## Required action:
Word for word, set down the entries that follow.

━━━ Input for this task

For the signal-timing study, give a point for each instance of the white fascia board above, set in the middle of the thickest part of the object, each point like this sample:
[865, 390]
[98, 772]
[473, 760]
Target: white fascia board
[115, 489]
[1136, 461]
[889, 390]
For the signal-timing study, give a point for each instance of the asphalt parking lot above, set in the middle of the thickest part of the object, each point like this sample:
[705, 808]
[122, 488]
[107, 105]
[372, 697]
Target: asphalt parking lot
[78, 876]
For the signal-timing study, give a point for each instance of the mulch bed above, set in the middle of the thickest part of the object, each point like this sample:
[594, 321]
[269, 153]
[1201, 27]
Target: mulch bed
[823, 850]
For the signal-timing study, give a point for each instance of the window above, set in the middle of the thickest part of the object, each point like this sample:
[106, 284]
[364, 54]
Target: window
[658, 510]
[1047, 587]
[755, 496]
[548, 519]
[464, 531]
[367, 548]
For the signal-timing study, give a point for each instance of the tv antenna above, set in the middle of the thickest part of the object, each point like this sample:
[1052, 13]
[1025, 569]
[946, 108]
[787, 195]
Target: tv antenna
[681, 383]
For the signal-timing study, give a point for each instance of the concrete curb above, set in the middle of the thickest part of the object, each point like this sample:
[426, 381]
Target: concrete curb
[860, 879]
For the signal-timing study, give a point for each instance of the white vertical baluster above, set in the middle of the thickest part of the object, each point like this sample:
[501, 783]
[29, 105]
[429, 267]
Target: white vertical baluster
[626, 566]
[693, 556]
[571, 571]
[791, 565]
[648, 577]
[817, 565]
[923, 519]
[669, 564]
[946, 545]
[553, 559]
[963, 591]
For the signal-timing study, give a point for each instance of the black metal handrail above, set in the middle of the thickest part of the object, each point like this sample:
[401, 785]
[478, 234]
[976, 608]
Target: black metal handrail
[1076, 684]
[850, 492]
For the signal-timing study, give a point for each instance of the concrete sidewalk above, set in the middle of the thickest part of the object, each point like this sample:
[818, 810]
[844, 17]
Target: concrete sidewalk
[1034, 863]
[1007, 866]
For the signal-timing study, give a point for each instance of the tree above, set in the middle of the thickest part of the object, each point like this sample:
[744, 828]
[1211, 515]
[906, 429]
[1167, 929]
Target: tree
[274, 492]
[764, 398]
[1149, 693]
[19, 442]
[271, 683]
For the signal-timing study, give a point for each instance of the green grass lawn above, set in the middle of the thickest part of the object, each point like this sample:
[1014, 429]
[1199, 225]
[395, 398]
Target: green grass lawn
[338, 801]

━━━━━━

## Task solution:
For the signal-timing study, give a point for each instance of the white fascia board above, set in the middle of the thickest part of the object, each point like this sample:
[865, 390]
[98, 772]
[473, 760]
Target: white fascia board
[115, 489]
[1136, 461]
[889, 390]
For the signal-timing study, give a point for each instance of the asphalt parking lot above, set in the middle of the thickest part of the object, each point like this sample:
[705, 808]
[122, 488]
[107, 105]
[372, 697]
Target: asphalt parking lot
[78, 876]
For the signal-timing study, give a point for each instance of the mulch bed above, set in the middle of the thickest part of the object, each point like this sample:
[594, 321]
[269, 153]
[1201, 27]
Target: mulch bed
[823, 850]
For the signal-timing study, give a point for each instance of the window above, set in the middle of the thickest part of the object, each point like this sample:
[106, 284]
[364, 54]
Target: window
[658, 510]
[1047, 587]
[755, 496]
[548, 519]
[464, 531]
[367, 548]
For the signal-timing study, give a point for each instance of the tv antenna above, set in the middle of the thickest part of the object, each point like this sample:
[1052, 13]
[1025, 569]
[946, 108]
[787, 195]
Target: tv antenna
[681, 383]
For the signal-timing study, give a point for each instance of the concrete curb above, set in the middle of the thickest part of the object, each point like this sample:
[426, 381]
Target: concrete curb
[860, 879]
For the signal-timing study, give a point for each instance of the white vertical baluster above, set in the middle of the thickest part of the object, each point like this sample:
[501, 783]
[29, 105]
[429, 267]
Target: white vertical baluster
[626, 566]
[693, 556]
[571, 571]
[791, 565]
[648, 577]
[817, 565]
[923, 519]
[669, 564]
[946, 545]
[553, 559]
[963, 591]
For the signal-timing study, give a point for each instance of the black metal handrail above, set in the middle of the thickest part of the object, each point like this sample:
[401, 785]
[478, 234]
[976, 608]
Target: black metal handrail
[1076, 684]
[850, 492]
For the signal-timing study, give a point for each instance of the concrete sidewalk above, set in the middle of the thickest part of the object, each point like this sample:
[818, 810]
[844, 17]
Target: concrete sidewalk
[1034, 863]
[1007, 866]
For the signal-timing study, give a point for each instance of the tree above, set in the middle of the thickest part of the object, each point like this sample:
[744, 828]
[1211, 515]
[906, 429]
[1167, 929]
Target: tree
[274, 492]
[764, 398]
[1149, 693]
[19, 442]
[271, 683]
For the signal-timing study, give a point for each instance of the green grass lawn above, set in the middle of the thickest part of the object, each point like this sample:
[1014, 429]
[1199, 225]
[395, 398]
Target: green grass lawn
[338, 801]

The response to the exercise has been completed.